SUPPLIED TEXT -
━━━━━━━━━━━━━━━━━━━━

Guam - A pro-buildup group released a poll that shows a majority of Guamanians are in support of the buildup. KUAM News takes a closer look at the survey and conduct our own un-official poll on how residents really feel about the military realignment.  

It's probably one of the most hotly debated topics on Guam: are you for or against the military buildup? The pro-buildup group Para Hita Todu or (For All of Us) recently commissioned a poll on the topic. The results show only 16% of those who participated do not support the buildup. 

Dededo mayor Melissa Savares is the chairperson of Para Hita Todu, with the poll having been conducted in the first week of June. "It wasn't enough time to get more than that what we had a certain time frame that we worked with and that was the number of people. Of course it helps gauge but it would give us idea of the 350 people that were polled," the mayor pointed out.

The poll showed supporters tended to be more evenly divided across age groups, less likely to have lived on Guam all their lives and more likely to be employed by a private business. Opponents, on the other hand, according to the poll tend to be younger, Chamorro, and living in south. The results of the poll conducted by Market Research & Development Inc. show that 60 percent of the community is in support of the buildup so we decided to hit the streets and find out for ourselves.

━━━━━━━━━━━━━━━━━━━━

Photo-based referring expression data
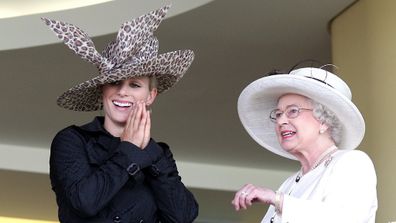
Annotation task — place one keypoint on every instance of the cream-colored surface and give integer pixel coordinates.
(235, 42)
(12, 8)
(364, 46)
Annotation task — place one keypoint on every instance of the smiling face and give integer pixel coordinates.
(300, 133)
(119, 98)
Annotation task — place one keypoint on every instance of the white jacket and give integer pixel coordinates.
(341, 190)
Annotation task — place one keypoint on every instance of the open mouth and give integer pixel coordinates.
(287, 134)
(122, 104)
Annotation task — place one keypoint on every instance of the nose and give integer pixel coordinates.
(123, 89)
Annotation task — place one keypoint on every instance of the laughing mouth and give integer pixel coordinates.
(287, 134)
(123, 104)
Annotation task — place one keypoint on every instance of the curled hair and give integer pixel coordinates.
(153, 82)
(325, 116)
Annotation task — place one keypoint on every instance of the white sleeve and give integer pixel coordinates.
(349, 196)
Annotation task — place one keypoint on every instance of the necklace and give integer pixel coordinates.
(324, 156)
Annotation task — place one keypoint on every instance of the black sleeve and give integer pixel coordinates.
(175, 202)
(87, 189)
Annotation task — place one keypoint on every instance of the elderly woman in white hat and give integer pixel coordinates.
(111, 170)
(307, 115)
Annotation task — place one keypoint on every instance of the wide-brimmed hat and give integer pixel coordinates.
(134, 53)
(260, 97)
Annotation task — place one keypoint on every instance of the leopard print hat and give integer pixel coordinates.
(134, 53)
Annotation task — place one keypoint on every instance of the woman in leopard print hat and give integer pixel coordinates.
(111, 170)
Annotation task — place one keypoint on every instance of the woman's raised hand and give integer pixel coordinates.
(250, 193)
(137, 128)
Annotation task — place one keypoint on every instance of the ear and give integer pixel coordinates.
(151, 97)
(323, 128)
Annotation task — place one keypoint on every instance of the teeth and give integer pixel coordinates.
(122, 104)
(287, 133)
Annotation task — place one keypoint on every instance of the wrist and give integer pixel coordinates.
(278, 202)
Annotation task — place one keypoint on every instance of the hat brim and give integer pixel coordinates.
(260, 97)
(168, 68)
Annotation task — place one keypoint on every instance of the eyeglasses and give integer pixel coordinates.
(290, 112)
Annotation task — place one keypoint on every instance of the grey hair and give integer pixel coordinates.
(325, 116)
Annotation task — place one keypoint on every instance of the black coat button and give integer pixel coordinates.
(133, 169)
(117, 219)
(155, 171)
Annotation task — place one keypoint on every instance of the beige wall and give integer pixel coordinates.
(364, 47)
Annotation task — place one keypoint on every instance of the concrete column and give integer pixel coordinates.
(364, 48)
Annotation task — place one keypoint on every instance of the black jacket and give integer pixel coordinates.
(98, 178)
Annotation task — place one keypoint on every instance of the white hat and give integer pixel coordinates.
(260, 97)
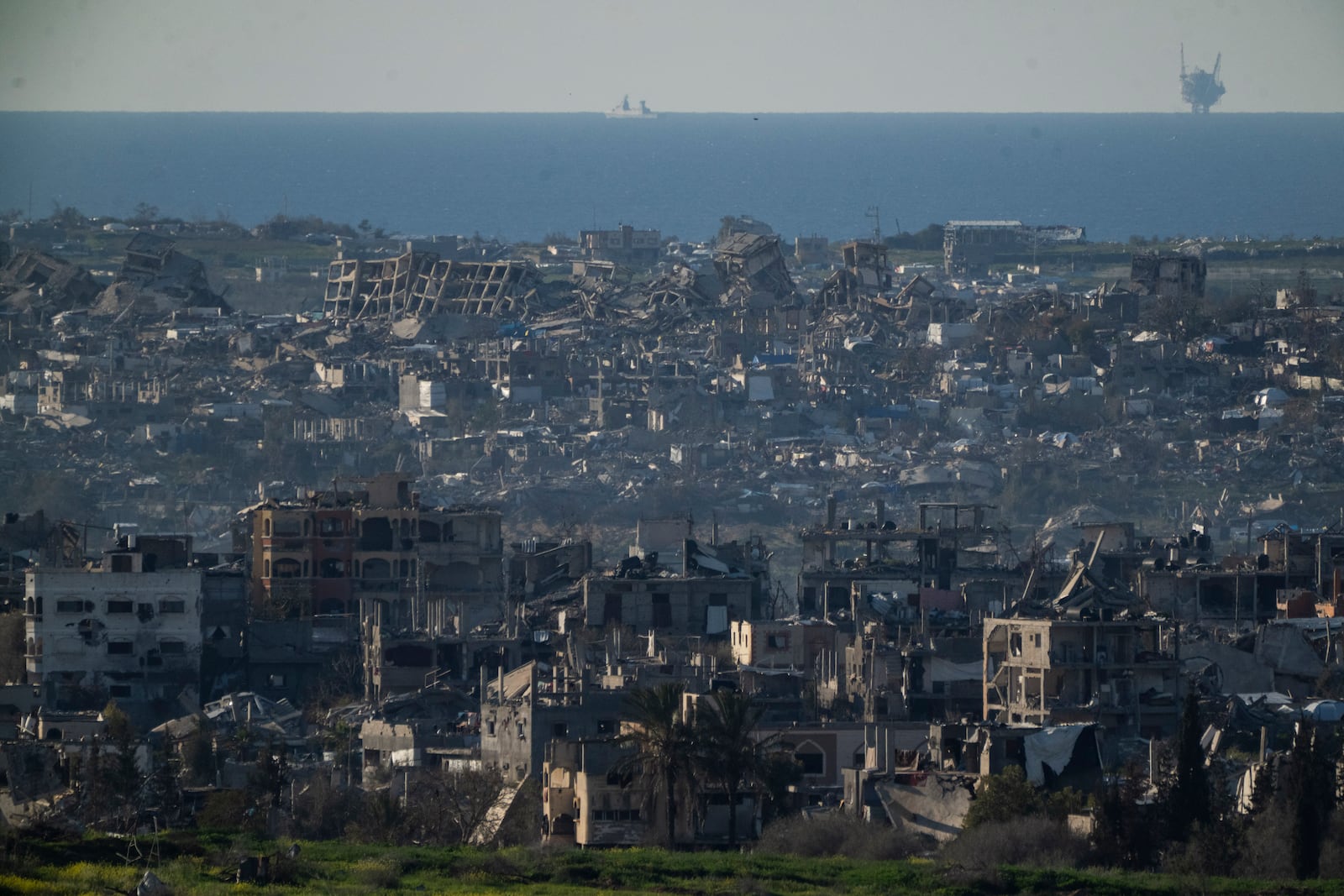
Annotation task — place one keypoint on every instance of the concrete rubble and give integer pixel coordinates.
(484, 495)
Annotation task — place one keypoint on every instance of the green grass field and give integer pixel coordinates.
(207, 866)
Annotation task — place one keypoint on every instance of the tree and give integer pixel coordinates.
(1189, 804)
(664, 748)
(729, 750)
(13, 665)
(1005, 797)
(1310, 794)
(449, 808)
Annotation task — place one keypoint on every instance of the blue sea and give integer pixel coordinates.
(522, 176)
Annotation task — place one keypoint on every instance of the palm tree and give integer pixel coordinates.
(664, 747)
(729, 750)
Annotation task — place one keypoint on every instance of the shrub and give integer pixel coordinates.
(837, 835)
(1032, 841)
(378, 873)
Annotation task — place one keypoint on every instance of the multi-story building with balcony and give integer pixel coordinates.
(127, 631)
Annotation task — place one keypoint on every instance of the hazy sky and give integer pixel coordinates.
(680, 55)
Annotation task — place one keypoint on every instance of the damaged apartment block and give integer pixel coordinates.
(370, 563)
(128, 629)
(1089, 656)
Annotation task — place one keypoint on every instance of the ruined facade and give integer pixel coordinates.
(120, 631)
(1048, 672)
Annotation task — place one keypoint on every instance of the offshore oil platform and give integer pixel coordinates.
(1200, 89)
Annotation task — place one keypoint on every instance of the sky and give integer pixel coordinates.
(680, 55)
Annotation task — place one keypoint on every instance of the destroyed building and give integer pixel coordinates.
(1168, 275)
(1089, 656)
(128, 629)
(625, 244)
(371, 564)
(420, 284)
(750, 264)
(155, 278)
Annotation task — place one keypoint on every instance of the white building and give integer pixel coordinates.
(129, 634)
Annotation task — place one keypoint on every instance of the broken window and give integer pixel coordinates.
(812, 761)
(286, 569)
(662, 610)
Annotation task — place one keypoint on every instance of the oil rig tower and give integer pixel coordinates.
(1200, 89)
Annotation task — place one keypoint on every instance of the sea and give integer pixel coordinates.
(522, 176)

━━━━━━━━━━━━━━━━━━━━

Continue the news report on the Guam military buildup poll from its last sentence.

Out of the 34 people we asked, 8 were for the buildup, and 7 of those we asked were against it. 10 declined comment on the matter, while 4 just didn't seem to care and 5 we talked to weren't sure.

But it might be a question that is hard to answer yes or no to. Member of We Are Guahan Leevin Camacho seems skeptical of the poll pointing out it's a complicated question, saying, "I think there may be people on Guam who are in favor of the buildup but are also concerned about things like Pagat like traffic, like the hospital, like the schools - you are in favor of the buildup but you also have these reservations."

And then there is the matter of who conducted the poll. MR&D was contracted to carry out the poll. Jay Merrill is president of the company and also a supporter of Para Hita Todu, the group which commissioned the poll. He tells us the polls were conducted using a computer program that randomly selects telephone numbers and stands by the results, saying they will be sent to the U.S. Congress to demonstrate Guam's support of the buildup.